The task =
Carry on the circus passage below from its final sentence, keeping its first-person voice.

[[ Passage provided open ]]

Still this openness was not enough to balance my doubts, particularly about the macho climate that prevailed among the single men on the show.

“Don’t worry about it,” Sean said after Guillaume had left. “If you have to, you’ll just beat his face. He doesn’t attack me because he knows I’ll punch him in the nose.”

“But I’m not going to beat him up,” I said. “What will that prove?”

“It will prove you’re a man.”

As he was saying this, Guillaume appeared at the door. With Danny hovering over his shoulder and poking him in the back, Guillaume uttered a brief apology and the two of us shook hands. At that moment this simple gesture came as a great relief: some things I didn’t have to give up just to be a part of the show.

Jimmy was still in a bad mood from the gout. He was sitting behind the bandstand the following day in his hideaway ringmaster’s station when I arrived, as I usually did, just as the flying act was nearing its end, “the Flying Rodríguez Faaaamily…” As soon as he finished, he handed me the microphone and I sprinted toward the center ring.

[[ Passage provided closed ]]
[[ Recorded information open ]]

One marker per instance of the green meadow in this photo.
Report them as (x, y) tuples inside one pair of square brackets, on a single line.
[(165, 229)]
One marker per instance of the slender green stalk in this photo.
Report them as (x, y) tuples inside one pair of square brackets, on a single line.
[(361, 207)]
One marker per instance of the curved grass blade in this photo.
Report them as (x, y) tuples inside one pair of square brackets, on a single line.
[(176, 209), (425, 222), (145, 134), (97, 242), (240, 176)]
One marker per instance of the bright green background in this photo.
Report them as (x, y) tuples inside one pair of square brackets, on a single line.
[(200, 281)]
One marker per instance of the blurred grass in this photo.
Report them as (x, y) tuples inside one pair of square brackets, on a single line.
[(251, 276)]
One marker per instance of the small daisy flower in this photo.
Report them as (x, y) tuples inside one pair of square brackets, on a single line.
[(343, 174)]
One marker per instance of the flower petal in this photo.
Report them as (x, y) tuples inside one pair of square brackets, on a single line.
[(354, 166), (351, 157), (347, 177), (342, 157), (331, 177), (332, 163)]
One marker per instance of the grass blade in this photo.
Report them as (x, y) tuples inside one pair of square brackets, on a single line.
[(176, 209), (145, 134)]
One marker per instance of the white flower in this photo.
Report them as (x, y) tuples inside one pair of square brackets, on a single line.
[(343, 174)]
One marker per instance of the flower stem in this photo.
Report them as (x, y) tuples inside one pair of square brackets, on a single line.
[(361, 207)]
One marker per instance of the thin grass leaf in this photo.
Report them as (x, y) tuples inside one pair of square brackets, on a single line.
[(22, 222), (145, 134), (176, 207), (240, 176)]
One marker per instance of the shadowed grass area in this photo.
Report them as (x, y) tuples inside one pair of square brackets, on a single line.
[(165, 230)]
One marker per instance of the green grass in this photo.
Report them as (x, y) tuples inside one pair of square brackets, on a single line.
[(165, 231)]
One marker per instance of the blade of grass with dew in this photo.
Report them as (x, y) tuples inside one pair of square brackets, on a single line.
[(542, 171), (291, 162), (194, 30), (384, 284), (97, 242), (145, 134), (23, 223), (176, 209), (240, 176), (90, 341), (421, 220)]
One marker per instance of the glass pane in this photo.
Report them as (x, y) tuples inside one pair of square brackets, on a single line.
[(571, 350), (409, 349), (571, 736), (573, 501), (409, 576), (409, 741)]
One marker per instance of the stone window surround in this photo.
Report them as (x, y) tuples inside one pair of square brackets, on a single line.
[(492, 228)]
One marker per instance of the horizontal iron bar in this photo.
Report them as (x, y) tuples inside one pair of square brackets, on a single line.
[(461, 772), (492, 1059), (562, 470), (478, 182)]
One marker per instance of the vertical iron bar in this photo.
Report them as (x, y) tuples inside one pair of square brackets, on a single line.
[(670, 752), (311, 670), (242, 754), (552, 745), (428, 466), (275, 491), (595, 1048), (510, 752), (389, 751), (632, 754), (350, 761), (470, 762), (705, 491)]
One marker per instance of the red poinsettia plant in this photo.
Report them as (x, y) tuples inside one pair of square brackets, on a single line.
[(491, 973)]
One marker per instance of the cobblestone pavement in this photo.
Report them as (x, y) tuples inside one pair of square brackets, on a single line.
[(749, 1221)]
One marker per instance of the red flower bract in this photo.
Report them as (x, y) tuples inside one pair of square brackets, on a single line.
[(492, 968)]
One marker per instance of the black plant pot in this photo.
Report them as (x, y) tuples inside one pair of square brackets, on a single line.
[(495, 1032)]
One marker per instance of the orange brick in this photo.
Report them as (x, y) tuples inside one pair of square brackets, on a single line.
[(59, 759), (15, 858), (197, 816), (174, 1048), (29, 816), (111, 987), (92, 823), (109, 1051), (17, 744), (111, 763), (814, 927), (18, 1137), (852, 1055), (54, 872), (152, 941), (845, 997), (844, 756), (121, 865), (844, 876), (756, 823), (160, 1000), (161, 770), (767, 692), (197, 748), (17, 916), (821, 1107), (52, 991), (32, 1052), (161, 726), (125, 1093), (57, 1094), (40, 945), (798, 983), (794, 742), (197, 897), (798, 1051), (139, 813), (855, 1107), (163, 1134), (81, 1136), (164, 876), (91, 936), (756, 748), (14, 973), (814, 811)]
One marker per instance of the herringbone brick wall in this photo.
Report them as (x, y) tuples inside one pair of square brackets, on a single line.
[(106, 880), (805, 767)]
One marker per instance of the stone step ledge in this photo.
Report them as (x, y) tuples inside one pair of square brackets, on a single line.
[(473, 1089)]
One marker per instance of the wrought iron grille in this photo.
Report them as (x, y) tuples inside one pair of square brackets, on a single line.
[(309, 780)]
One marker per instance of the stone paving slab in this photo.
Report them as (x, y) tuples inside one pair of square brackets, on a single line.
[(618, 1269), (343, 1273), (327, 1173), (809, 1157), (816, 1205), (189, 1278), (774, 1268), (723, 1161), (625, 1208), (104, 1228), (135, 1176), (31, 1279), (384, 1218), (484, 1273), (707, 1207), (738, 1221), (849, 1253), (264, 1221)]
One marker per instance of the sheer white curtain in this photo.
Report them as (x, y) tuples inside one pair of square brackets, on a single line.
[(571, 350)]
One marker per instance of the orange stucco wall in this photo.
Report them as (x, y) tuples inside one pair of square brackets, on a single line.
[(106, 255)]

[[ Recorded information closed ]]
[[ Recorded information open ]]

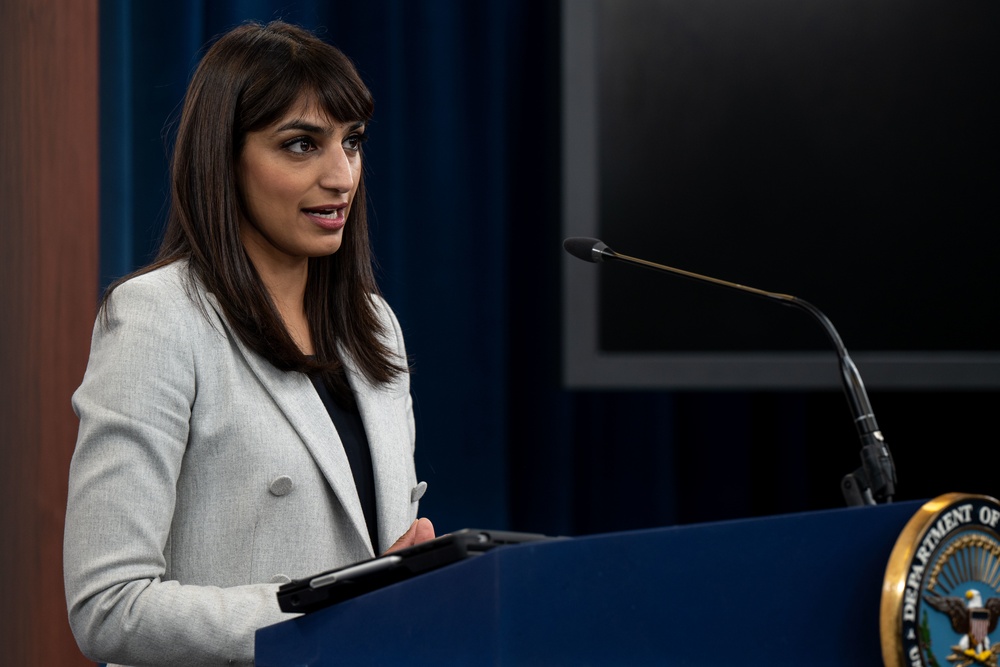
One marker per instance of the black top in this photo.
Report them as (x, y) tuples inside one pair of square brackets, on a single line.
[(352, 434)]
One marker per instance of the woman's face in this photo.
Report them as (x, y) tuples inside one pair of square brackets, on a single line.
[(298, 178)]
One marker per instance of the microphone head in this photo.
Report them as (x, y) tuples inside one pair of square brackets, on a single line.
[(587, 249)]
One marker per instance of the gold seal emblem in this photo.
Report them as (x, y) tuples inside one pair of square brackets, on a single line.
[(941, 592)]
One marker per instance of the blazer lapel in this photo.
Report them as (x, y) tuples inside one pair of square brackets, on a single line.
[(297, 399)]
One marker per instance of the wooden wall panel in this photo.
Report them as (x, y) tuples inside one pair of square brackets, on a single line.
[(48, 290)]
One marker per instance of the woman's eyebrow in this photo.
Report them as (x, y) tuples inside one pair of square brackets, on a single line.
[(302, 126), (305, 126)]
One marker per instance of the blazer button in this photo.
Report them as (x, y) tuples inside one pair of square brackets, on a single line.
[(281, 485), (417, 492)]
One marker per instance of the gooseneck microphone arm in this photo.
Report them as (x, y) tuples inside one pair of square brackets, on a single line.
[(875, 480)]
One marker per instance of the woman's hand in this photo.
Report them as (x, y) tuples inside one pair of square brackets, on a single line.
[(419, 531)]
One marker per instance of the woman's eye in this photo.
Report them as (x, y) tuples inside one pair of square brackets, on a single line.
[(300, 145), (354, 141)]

[[ Recorded information closed ]]

Your response =
When the stomach-pump gag started in DeLand it had a simple premise: various clowns dressed as sideshow performers would wander into a doctor’s office with a string of maladies, a doctor would put each patient into a giant stomach pump, and an assortment of funny objects would be exhumed from their bellies. An announcer would narrate the scene and give a name to each disease. Because of a feud between Elmo and Jimmy, I was chosen to be the announcer. “Hurry, hurry, hurry,” I would bark. “Step right up and see the circus sideshow…” In fact, I had to hurry myself in order to make it into the ring for the start of the gag. As I grabbed the microphone that second afternoon in Abington, I was a little behind schedule, arriving at the center ring just as the lights came up for the gag. At this point, with all eyes in the tent now focused on me since I was the only person in sight, I opened my mouth to begin my pitch when—twannggg—I suddenly collided face-first into a wire that was supporting the flying net. Crunch. The collision sent my feet into the air and my head crashing toward the ground. Dazed, all I could sense when I regained my wits was a booming outburst of laughter from the audience—the biggest I had gotten all year. Realizing I had made the fall of my life and satisfied that I still had my teeth in place, I hopped to my feet, did an Elvin-like style to make the fall seem well planned, and headed for the elephant tub in the center ring.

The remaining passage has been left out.